> [THE PROBLEM]: Present the records from the line with "around the vertical" up to and including the line with "665,605,701,668" as a Markdown table with the columns Row and Line, where Row numbers each line and Line holds its text, leaving out any blank lines.

> [SUPPLIED MATERIAL]:
════════════════════

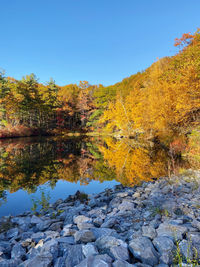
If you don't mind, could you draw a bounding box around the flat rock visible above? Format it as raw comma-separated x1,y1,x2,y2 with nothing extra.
6,228,19,239
129,237,158,266
109,246,129,261
65,245,84,267
73,215,91,224
82,243,98,258
19,252,53,267
74,230,96,243
153,236,175,255
75,254,112,267
112,260,136,267
11,243,26,259
95,236,127,252
156,223,187,241
142,226,157,239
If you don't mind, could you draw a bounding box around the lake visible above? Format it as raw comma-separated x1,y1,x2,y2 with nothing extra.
0,137,189,216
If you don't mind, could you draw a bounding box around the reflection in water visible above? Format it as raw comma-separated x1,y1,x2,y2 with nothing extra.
0,138,191,215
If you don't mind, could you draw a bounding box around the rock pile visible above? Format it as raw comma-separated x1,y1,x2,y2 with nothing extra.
0,172,200,267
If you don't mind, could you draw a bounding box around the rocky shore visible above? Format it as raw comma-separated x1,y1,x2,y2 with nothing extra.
0,172,200,267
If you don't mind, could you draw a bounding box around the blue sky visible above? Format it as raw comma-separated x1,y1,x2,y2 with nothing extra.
0,0,200,85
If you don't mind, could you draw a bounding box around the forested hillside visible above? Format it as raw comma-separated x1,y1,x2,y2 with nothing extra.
0,31,200,141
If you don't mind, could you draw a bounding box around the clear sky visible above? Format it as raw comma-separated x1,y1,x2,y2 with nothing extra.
0,0,200,85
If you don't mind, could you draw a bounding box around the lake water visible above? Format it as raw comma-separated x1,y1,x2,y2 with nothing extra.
0,137,190,216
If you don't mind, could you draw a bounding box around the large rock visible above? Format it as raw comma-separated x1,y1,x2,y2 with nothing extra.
157,222,187,241
82,243,98,258
0,258,22,267
90,228,117,239
153,236,175,255
41,239,58,260
54,257,65,267
118,201,135,212
73,215,91,224
179,240,193,259
142,226,157,239
74,230,96,243
109,246,129,261
0,241,11,254
101,217,117,228
129,237,159,266
30,215,43,224
77,222,94,230
31,232,46,243
19,252,53,267
11,243,26,259
75,254,112,267
95,236,127,252
65,245,84,267
6,228,19,239
113,260,136,267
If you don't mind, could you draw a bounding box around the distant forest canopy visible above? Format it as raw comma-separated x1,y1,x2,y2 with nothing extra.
0,30,200,141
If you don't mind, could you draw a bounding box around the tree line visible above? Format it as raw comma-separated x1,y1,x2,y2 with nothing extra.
0,30,200,139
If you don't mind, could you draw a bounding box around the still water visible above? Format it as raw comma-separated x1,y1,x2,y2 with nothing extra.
0,138,190,216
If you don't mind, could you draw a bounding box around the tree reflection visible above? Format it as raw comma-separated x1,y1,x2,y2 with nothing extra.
0,138,191,205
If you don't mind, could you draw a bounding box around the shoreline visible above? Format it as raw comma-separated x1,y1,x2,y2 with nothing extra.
0,171,200,267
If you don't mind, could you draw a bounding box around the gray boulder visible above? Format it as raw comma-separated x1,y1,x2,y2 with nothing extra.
129,237,159,266
11,243,26,259
65,245,84,267
74,230,96,243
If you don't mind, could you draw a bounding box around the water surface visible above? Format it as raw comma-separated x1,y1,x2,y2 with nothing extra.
0,137,189,216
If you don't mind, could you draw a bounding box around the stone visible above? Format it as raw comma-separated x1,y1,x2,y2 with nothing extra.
6,228,19,239
74,230,96,243
36,220,52,231
93,218,103,227
60,228,76,236
31,232,46,243
73,215,91,224
179,240,193,259
0,258,22,267
57,236,74,245
156,222,187,241
75,254,112,267
112,260,136,267
11,243,26,259
40,239,58,261
142,226,157,239
44,231,60,241
118,201,135,211
153,236,175,255
192,220,200,231
129,237,158,266
0,241,11,254
109,246,129,261
54,257,65,267
90,228,116,239
101,218,117,228
30,215,43,224
82,243,98,258
95,236,127,252
65,245,84,267
19,252,53,267
116,192,128,198
48,222,63,232
77,222,94,230
132,192,140,198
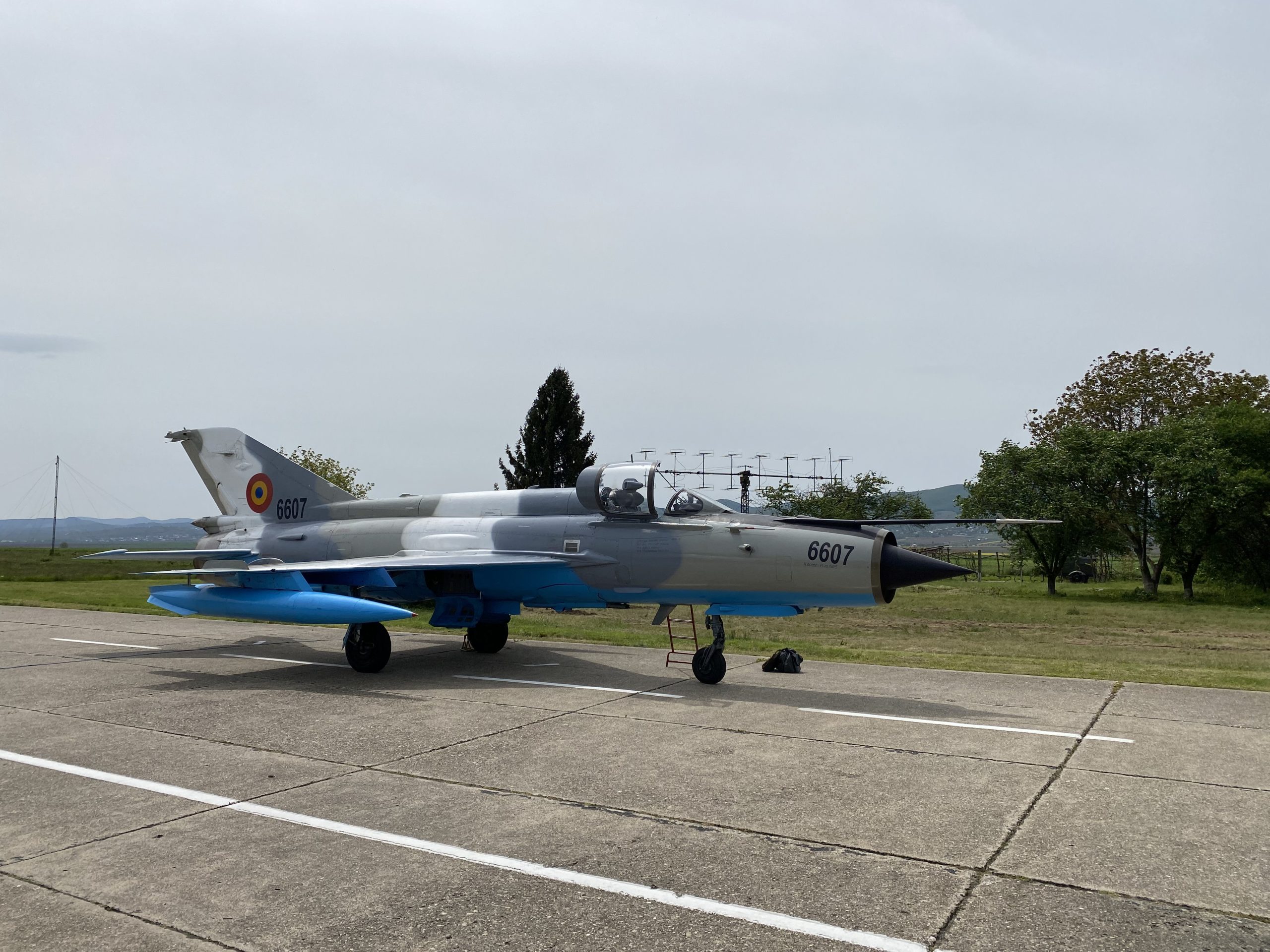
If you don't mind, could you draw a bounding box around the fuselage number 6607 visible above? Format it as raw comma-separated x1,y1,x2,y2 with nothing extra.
807,542,856,565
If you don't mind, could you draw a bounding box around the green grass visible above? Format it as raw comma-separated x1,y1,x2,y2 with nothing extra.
0,549,1270,691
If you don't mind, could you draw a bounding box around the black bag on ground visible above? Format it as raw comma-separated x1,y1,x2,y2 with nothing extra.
763,648,803,674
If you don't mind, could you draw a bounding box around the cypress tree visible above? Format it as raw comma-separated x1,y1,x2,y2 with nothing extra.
498,367,596,489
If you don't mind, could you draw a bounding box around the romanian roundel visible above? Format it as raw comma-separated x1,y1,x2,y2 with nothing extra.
247,472,273,513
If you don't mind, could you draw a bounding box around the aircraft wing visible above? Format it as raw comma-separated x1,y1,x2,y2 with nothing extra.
80,548,255,562
134,548,615,588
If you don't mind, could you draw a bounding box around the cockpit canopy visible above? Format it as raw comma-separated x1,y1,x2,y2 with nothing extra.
576,462,728,519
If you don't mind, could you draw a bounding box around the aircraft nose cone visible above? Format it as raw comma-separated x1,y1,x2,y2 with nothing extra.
882,546,974,592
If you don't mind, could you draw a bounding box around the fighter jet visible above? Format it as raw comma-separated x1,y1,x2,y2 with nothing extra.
84,428,1051,684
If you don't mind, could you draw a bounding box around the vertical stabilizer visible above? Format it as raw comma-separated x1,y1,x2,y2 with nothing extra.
168,426,353,522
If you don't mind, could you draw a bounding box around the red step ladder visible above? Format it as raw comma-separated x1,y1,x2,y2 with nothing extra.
665,605,701,668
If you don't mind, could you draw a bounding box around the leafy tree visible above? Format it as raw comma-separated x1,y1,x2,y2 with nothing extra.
1027,348,1270,440
1153,404,1270,598
278,447,375,499
1054,425,1177,596
957,440,1115,595
758,472,931,519
498,367,596,489
1204,405,1270,590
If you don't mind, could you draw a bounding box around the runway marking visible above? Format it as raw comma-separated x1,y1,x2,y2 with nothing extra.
449,674,683,698
221,653,348,668
50,639,163,651
0,750,926,952
799,707,1133,744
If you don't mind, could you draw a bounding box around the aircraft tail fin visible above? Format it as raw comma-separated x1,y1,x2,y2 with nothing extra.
168,426,353,522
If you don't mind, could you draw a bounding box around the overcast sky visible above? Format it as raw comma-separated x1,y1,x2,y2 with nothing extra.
0,0,1270,518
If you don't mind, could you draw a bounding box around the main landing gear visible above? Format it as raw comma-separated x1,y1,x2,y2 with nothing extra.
467,621,507,655
344,622,392,674
692,614,728,684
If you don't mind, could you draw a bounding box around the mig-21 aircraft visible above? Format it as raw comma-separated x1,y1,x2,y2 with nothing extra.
84,428,1051,684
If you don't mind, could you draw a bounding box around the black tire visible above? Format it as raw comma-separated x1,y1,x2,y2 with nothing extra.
344,622,392,674
692,646,728,684
467,622,507,655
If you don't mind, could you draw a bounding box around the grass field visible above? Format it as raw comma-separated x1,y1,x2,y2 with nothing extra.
0,549,1270,691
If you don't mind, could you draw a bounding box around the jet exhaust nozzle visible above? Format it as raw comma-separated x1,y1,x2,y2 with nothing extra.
882,546,974,592
146,585,414,625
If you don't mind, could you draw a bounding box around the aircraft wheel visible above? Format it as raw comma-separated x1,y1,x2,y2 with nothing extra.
344,622,392,674
692,646,728,684
467,622,507,655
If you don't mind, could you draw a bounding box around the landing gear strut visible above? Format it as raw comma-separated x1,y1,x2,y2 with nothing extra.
344,622,392,674
467,622,507,655
692,614,728,684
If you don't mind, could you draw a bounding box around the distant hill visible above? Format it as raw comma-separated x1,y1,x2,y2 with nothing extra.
0,515,204,548
913,482,965,519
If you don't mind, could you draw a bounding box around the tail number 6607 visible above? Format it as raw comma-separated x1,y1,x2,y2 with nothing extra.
807,542,856,565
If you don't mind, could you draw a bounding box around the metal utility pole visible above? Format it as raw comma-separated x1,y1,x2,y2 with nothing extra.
46,456,62,555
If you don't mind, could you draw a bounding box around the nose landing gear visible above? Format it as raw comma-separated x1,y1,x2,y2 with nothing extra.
692,614,728,684
344,622,392,674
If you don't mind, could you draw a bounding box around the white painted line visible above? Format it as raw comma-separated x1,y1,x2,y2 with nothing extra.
799,707,1133,744
0,750,926,952
451,674,683,698
0,750,235,806
221,653,348,668
50,639,163,651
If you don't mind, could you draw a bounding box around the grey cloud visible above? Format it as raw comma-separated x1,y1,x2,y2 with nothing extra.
0,334,94,357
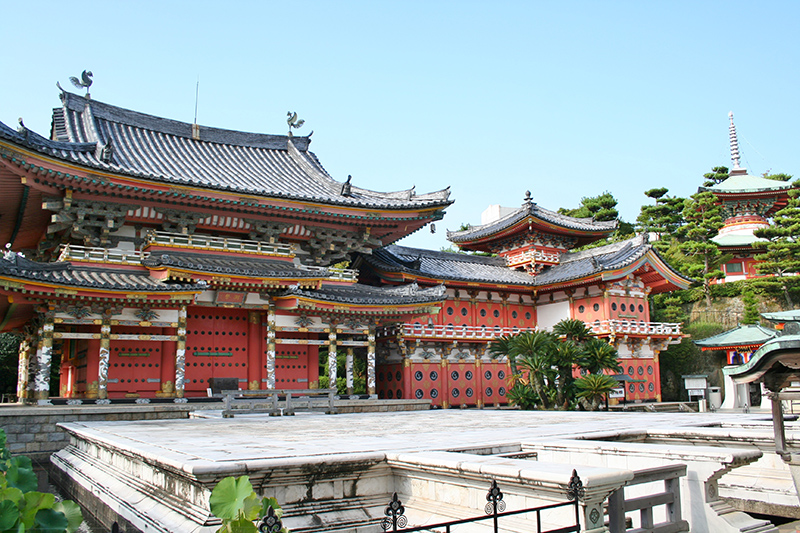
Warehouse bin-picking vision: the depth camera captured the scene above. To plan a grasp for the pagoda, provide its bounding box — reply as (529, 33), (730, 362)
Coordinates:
(359, 192), (691, 407)
(0, 90), (452, 403)
(699, 112), (793, 282)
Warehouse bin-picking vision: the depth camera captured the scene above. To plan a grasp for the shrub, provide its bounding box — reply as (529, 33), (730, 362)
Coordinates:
(0, 429), (83, 533)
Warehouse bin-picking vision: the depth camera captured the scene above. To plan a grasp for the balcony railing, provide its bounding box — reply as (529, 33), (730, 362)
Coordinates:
(386, 324), (526, 340)
(586, 319), (681, 336)
(58, 244), (150, 265)
(506, 250), (561, 268)
(144, 231), (295, 257)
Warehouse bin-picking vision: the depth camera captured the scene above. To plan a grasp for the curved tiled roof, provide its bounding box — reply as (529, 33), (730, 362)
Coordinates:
(142, 252), (329, 279)
(363, 235), (691, 287)
(699, 173), (793, 194)
(447, 202), (617, 243)
(694, 325), (778, 348)
(0, 252), (204, 292)
(362, 244), (534, 285)
(289, 283), (445, 305)
(0, 92), (452, 209)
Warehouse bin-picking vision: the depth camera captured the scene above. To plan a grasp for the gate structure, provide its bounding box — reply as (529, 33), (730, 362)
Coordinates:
(381, 470), (583, 533)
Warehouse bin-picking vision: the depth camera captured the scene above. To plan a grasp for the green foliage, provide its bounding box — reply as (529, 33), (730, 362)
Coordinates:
(741, 287), (761, 324)
(208, 476), (289, 533)
(636, 188), (685, 247)
(318, 350), (367, 394)
(558, 191), (619, 221)
(0, 333), (20, 394)
(489, 319), (621, 409)
(0, 428), (83, 533)
(578, 338), (622, 374)
(753, 182), (800, 307)
(676, 191), (728, 307)
(703, 167), (729, 187)
(506, 378), (539, 411)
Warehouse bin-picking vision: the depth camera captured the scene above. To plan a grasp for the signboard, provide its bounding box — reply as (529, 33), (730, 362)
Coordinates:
(683, 377), (707, 389)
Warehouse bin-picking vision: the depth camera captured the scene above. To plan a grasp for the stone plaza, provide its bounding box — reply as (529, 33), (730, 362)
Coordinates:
(52, 409), (800, 532)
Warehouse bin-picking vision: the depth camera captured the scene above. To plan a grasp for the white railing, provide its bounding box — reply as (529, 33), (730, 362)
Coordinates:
(58, 244), (150, 265)
(506, 250), (561, 267)
(586, 319), (681, 336)
(385, 320), (681, 340)
(144, 231), (295, 257)
(386, 324), (527, 340)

════════════════════

> [THE ANSWER]:
| Row | Line |
|---|---|
| 1 | If you don't mind, could you draw a bounding box around the vertical stabilizer visible above? Format it as raw comma-separated x1,y1,x2,y2 with nothing extra. |
| 2 | 168,426,353,522 |
| 3 | If you don't mind, could you draw a bounding box around the red step ladder visible above? Format it as raw comma-separated x1,y1,x2,y2 with nothing extra. |
| 4 | 665,605,701,668 |